TEXT SEGMENT:
"""
Advantageously, the actuator is hydraulically- or
pneumatically-actuated.
Embodiments of the invention will now be described with reference
to the accompanying drawings, in which:
FIG. 1 is a side view of a first power clamp according to the
invention, with part of the clamp housing removed;
FIG. 2 is a front view of the first clamp;
FIG. 3 is a top view of the first clamp;
FIG. 4 is a perspective view of the first clamp;
FIG. 5 is a perspective view of the first clamp, with part of the
link mechanism removed;
FIG. 6 is a schematic side view of a second power clamp according
to the invention, showing the clamp in a closed and locked
condition, and
FIGS. 7 to 12 are schematic side views of the second power clamp,
showing the clamp in a sequence of positions as it moves to an
unclamped and open condition.
The first power clamp 1 shown in FIGS. 1 to 5 includes a clamp body
2 having an elongate square section lower body portion 3 that
contains a pneumatic actuator. A circular bore 4 extends
longitudinally through the lower body portion 3, in which is
mounted a pneumatically actuated piston 5. Attached to the upper
end of the lower body portion by means of a flange 6 is a housing 8
that is formed in two halves, only one of which is shown in the
drawings so as to reveal the internal components of the
housing.
A cylindrical drive rod 10 that is connected at its lower end to
the piston 5 extends through the bore 4 and into the housing 8
through an aperture 12. The drive rod 10 is mounted for
reciprocating movement in the direction of its longitudinal axis,
under the control of the pneumatic actuator.
A clamping arm (or lever) 14, only part of which is shown, is
mounted on an arm axle 16 that extends through complementary
apertures 18 on each side of the housing 8. The arm 14 can rotate
clockwise on the axle 16 from the position shown in the drawings
(the clamping position) through an angle of approximately
120.degree. to an open position (not shown).
Mounted on the central part of the arm axle 16, within the housing
8, is a cam plate 20. The cam plate 20 and the arm 14 are both
permanently fixed to the arm axle 16 for rotation therewith
relative to the housing 8. The cam plate 20 has a profiled cam
surface 22 that faces towards the upper end of the drive rod
10.
Attached to the upper end of the drive rod 10 is a U-shaped bracket
24 that supports a short roller axle 26. Mounted on the central
part of the roller axle 26 is a cam roller 28 that, in use, engages
the profiled cam surface 22 of the cam plate 20. The two ends of
the roller axle 26, which extend outwards on each side of the
bracket 24, each support a guide roller 30 that engages the rear
wall 32 of the housing 8 to support the upper end of the drive rod
10 and hold the cam roller 28 in engagement with the profiled cam
surface 22.
A circular bore 34 extends transversely through the cam plate 20 at
a position that is radially displaced from the pivot axle 16.
Mounted in this bore is a short cylindrical shaft 36 that supports
at each end an eccentrically-mounted stub axle 38, which extends
beyond the side face 40 of the cam plate 20.
On each side of the cam plate 20 there is provided a pivot link 42,
a first end 44 of which is connected to the eccentric stub axle 38
and a second end 46 of which is rotatably secured around the roller
axle 26, mounted at the upper end of the drive rod 10. The
eccentric position of the stub axle 38 enables the shaft 36 to act
as a lost motion mechanism, providing a degree of free play in the
connection from the drive rod 10 to the cam plate 20 via the pivot
link 42.
"""
AVAILABLE RECORDS:
"""
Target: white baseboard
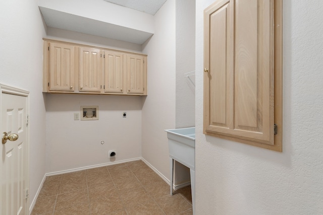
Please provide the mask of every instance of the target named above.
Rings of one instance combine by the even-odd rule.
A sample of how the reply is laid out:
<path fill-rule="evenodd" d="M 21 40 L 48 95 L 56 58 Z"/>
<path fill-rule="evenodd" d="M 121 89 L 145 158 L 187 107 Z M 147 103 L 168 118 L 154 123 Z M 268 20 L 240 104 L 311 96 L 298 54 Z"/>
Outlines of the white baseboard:
<path fill-rule="evenodd" d="M 77 172 L 82 170 L 88 170 L 90 169 L 97 168 L 98 167 L 106 167 L 107 166 L 114 165 L 116 164 L 123 164 L 124 163 L 130 162 L 131 161 L 138 161 L 141 160 L 141 158 L 133 158 L 132 159 L 124 160 L 123 161 L 116 161 L 114 162 L 106 163 L 105 164 L 97 164 L 92 166 L 88 166 L 87 167 L 80 167 L 78 168 L 71 169 L 67 170 L 63 170 L 61 171 L 52 172 L 46 174 L 46 176 L 51 176 L 53 175 L 60 175 L 61 174 L 69 173 L 71 172 Z"/>
<path fill-rule="evenodd" d="M 35 195 L 35 197 L 31 201 L 31 204 L 30 204 L 30 206 L 29 207 L 29 214 L 31 213 L 31 211 L 32 211 L 32 209 L 34 209 L 34 207 L 35 206 L 35 204 L 36 204 L 36 201 L 37 200 L 37 198 L 39 195 L 39 193 L 40 192 L 40 190 L 41 190 L 41 188 L 42 187 L 42 185 L 44 184 L 44 182 L 45 182 L 45 180 L 46 180 L 46 174 L 44 175 L 42 180 L 41 180 L 41 182 L 40 182 L 40 185 L 38 187 L 38 189 L 37 190 L 37 192 L 36 193 L 36 195 Z"/>

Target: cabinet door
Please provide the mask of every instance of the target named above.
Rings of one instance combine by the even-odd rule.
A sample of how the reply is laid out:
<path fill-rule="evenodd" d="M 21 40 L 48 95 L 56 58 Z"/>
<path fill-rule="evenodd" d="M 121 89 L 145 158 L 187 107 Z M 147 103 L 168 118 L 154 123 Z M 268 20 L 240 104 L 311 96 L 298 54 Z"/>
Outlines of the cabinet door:
<path fill-rule="evenodd" d="M 80 47 L 80 85 L 81 92 L 101 91 L 100 50 Z"/>
<path fill-rule="evenodd" d="M 122 53 L 104 51 L 104 92 L 123 93 L 124 58 Z"/>
<path fill-rule="evenodd" d="M 275 2 L 220 1 L 204 11 L 204 133 L 274 145 Z"/>
<path fill-rule="evenodd" d="M 74 91 L 74 52 L 73 45 L 49 43 L 49 91 Z"/>
<path fill-rule="evenodd" d="M 144 57 L 128 54 L 127 58 L 127 93 L 143 94 Z"/>

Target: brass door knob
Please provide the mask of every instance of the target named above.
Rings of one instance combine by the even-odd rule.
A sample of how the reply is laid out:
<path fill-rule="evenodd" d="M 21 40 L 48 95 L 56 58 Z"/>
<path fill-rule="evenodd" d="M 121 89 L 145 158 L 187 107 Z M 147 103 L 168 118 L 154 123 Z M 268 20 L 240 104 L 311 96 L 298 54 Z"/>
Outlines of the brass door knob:
<path fill-rule="evenodd" d="M 12 133 L 8 136 L 8 134 L 6 132 L 4 132 L 2 133 L 1 138 L 2 139 L 2 144 L 5 144 L 7 142 L 7 140 L 10 141 L 16 141 L 19 137 L 18 135 L 16 133 Z"/>

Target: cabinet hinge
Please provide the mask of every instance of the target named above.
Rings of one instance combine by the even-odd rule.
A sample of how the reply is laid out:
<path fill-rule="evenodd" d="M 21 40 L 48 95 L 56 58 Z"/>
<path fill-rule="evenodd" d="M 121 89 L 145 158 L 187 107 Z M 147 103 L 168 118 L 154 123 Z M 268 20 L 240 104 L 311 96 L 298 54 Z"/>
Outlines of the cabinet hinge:
<path fill-rule="evenodd" d="M 27 122 L 26 122 L 26 124 L 27 124 L 27 125 L 28 125 L 28 124 L 29 124 L 29 115 L 27 115 Z"/>
<path fill-rule="evenodd" d="M 28 188 L 26 188 L 26 198 L 27 199 L 29 197 L 29 192 L 28 191 Z"/>
<path fill-rule="evenodd" d="M 276 124 L 274 124 L 274 134 L 277 134 L 277 132 L 278 132 L 277 125 Z"/>

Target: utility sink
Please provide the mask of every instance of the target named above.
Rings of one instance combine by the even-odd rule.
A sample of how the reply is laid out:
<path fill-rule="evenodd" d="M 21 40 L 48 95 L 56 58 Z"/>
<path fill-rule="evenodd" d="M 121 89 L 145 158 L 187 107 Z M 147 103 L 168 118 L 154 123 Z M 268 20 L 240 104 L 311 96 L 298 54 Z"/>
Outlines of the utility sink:
<path fill-rule="evenodd" d="M 195 170 L 195 127 L 165 130 L 170 157 Z"/>
<path fill-rule="evenodd" d="M 195 127 L 165 130 L 168 138 L 171 171 L 171 195 L 173 195 L 174 161 L 190 168 L 193 214 L 195 214 Z"/>

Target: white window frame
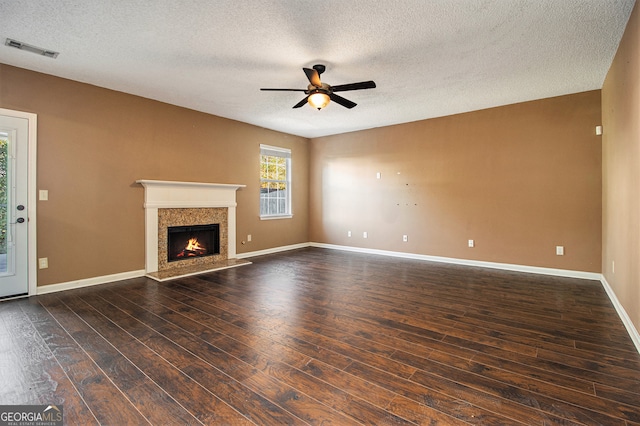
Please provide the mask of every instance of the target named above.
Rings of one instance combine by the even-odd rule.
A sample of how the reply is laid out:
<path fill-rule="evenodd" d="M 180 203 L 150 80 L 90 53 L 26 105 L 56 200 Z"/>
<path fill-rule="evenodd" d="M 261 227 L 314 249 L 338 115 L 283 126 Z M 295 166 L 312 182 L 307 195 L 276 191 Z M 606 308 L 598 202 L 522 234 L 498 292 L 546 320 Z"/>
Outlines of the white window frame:
<path fill-rule="evenodd" d="M 260 219 L 261 220 L 271 220 L 271 219 L 289 219 L 293 217 L 292 211 L 292 203 L 291 203 L 291 182 L 292 182 L 292 167 L 291 167 L 291 150 L 288 148 L 281 148 L 277 146 L 264 145 L 260 144 L 260 170 L 262 170 L 262 156 L 269 155 L 273 157 L 282 157 L 286 159 L 286 180 L 278 181 L 278 180 L 269 180 L 262 178 L 262 171 L 260 172 Z M 285 192 L 285 212 L 278 213 L 262 213 L 262 184 L 263 182 L 284 182 L 286 185 Z"/>

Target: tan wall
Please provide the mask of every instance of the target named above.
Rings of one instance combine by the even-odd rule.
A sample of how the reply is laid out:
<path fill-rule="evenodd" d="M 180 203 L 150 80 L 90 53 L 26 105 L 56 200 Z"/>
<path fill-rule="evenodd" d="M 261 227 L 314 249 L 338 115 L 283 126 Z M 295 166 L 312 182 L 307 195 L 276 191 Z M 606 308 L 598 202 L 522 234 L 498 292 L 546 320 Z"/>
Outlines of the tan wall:
<path fill-rule="evenodd" d="M 640 330 L 640 6 L 602 88 L 602 270 Z M 615 262 L 615 273 L 613 263 Z"/>
<path fill-rule="evenodd" d="M 600 121 L 591 91 L 313 139 L 311 241 L 599 272 Z"/>
<path fill-rule="evenodd" d="M 307 139 L 1 64 L 0 107 L 38 114 L 38 285 L 144 269 L 138 179 L 247 185 L 239 253 L 308 241 Z M 260 143 L 292 150 L 293 219 L 259 220 Z"/>

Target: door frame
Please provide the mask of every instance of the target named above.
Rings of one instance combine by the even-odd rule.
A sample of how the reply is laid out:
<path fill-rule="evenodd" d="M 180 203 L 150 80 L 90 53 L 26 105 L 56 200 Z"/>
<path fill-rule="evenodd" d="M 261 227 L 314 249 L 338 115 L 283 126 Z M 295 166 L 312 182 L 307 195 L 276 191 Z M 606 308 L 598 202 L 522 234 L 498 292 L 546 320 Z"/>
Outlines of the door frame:
<path fill-rule="evenodd" d="M 37 193 L 37 170 L 36 170 L 36 158 L 38 150 L 38 115 L 31 112 L 15 111 L 11 109 L 0 108 L 0 115 L 6 115 L 8 117 L 24 118 L 28 122 L 28 158 L 27 158 L 27 279 L 29 281 L 29 296 L 35 296 L 38 292 L 38 251 L 36 244 L 38 239 L 36 238 L 36 220 L 37 220 L 37 208 L 38 202 Z"/>

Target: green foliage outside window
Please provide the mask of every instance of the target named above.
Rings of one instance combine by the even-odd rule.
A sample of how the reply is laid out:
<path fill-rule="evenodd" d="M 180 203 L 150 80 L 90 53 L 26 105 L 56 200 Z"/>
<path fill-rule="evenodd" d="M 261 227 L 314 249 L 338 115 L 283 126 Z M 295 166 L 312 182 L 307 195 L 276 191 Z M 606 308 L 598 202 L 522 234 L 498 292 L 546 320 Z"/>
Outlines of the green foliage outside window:
<path fill-rule="evenodd" d="M 287 159 L 262 155 L 260 157 L 260 179 L 263 181 L 263 190 L 265 188 L 269 188 L 271 191 L 285 189 L 287 187 Z"/>

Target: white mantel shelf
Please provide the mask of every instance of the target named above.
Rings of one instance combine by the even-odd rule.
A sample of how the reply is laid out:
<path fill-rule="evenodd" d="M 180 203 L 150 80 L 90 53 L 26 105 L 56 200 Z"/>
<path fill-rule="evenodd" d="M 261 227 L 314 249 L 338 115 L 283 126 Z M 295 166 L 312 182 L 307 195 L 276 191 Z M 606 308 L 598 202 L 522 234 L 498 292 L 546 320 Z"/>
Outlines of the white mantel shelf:
<path fill-rule="evenodd" d="M 158 209 L 228 208 L 227 253 L 236 257 L 236 191 L 246 185 L 140 179 L 144 187 L 145 269 L 158 271 Z"/>
<path fill-rule="evenodd" d="M 144 186 L 145 208 L 236 207 L 236 191 L 246 185 L 137 180 Z"/>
"""
WHAT TO WORK ON:
- 1) Could you give back the part of the power clamp text that opens with the words containing "Mounted in this" and closes with "40 of the cam plate 20.", renaming "stub axle" to "pivot pin" throughout?
- 2) Would you extract the records from the line containing "Target: white mantel shelf" through the end of the records, both ends included, reproducing each line without change?
The records are unrelated to the power clamp text.

SOLVED PROBLEMS:
- 1)
Mounted in this bore is a short cylindrical shaft 36 that supports
at each end an eccentrically-mounted pivot pin 38, which extends
beyond the side face 40 of the cam plate 20.

- 2)
Target: white mantel shelf
Please provide the mask of every instance of the target named above.
Rings of one instance combine by the even-odd rule.
A sample of how the reply is laid out:
<path fill-rule="evenodd" d="M 180 203 L 150 80 L 90 53 L 26 105 L 56 200 Z"/>
<path fill-rule="evenodd" d="M 261 227 L 314 249 L 338 115 L 283 126 Z M 295 166 L 312 182 L 307 195 L 276 191 Z M 606 308 L 598 202 L 522 234 L 498 292 L 546 320 Z"/>
Outlines of the white mantel shelf:
<path fill-rule="evenodd" d="M 158 209 L 228 208 L 227 253 L 236 257 L 236 191 L 246 185 L 140 179 L 144 187 L 145 269 L 158 271 Z"/>
<path fill-rule="evenodd" d="M 144 186 L 145 208 L 236 207 L 236 191 L 246 185 L 137 180 Z"/>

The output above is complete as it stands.